Given text =>
__________
A small intimate admission from both of us to you: sometimes we imagine being able to talk to great great great great great whoever – master and slave – and showing them our life together. One of us says “What do you think?” while the other one says “Take that, you evil old bastard!”

Reading the February 3, 1840 edition of the “Barbados Globe and Colonial Advocate” put me in the same mood – wondering about the people who placed the adverts, wrote the stories, and sailed on the sugar ships. What would they think of Barbados now? What would they think about Shona and me and our son?

What will our descendants (God willing) think upon reading today’s Nation News or Barbados Advocate 167 years from now?

If you enjoy history, you will enjoy a visit to CanDoo.Com

Old Barbados newspaper samples can be found here.
__________
Tasks for this exercise =>
1 > Summarize the Barbados newspaper passage in two sentences.
2 > Answer these questions using the Barbados newspaper passage:
(a) Which newspaper edition did the writer read?
(b) Which two present-day newspapers does the passage name?
(c) Which website does the passage recommend to people who enjoy history?
3 > Go on with the Barbados newspaper passage, starting after its final sentence.

Entries pointing to named objects:
__________
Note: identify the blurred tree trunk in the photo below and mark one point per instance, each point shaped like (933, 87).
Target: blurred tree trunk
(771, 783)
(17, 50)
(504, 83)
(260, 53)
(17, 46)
__________
Expected responses =>
1 > The writers admit that they sometimes imagine talking with their distant ancestors, both master and slave, and showing them their life together. Reading the February 3, 1840 edition of the "Barbados Globe and Colonial Advocate" made the writer wonder what the people behind that paper would think of Barbados now and of the writer's family, and what descendants might think of today's newspapers 167 years from now.

2 >
(a) The February 3, 1840 edition of the "Barbados Globe and Colonial Advocate."
(b) Nation News and the Barbados Advocate.
(c) CanDoo.Com.

3 >
Filed under Barbados, Culture & Race Issues, History, News Media

12 responses to “Old Barbados Newspapers Are A Treasure Of History

  1. Pat

    The publisher is a Barbadian who now lives in Canada. I think he was an airline pilot for LIAT and worked in several aviation positions. I think he is now retired and this is a pet project. He has been flogging some on the Barbados Forum. I find his Oliver collection extremely expensive. All he is doing is republishing the man’s diaries. But at such a price? I would like to know if he is paying royalties to the family or if he got permission to pubish same.

  2. John


    I think copyright expires 50 years after the authors death … not sure exactly the number of years.

    Access to old documents is very limited so anyone who goes to the trouble or expense of making them available will look for compensation.

    I suspect the person will own a copyright on the republished material as well!!

    US parents I recently discovered last for up to 21 years. After that time, the invention belongs to the public.

    Have always been curious about copyrught and patents and am still finding out stuff.

  3. Pat

    John, thanks for that bit of information.

    I was hoping to capitalize on my ancestor’s writings. lol!

  4. Jim

    I am Jim Lynch, the re-publisher of these Old Barbados Newspapers books, now resident in Toronto.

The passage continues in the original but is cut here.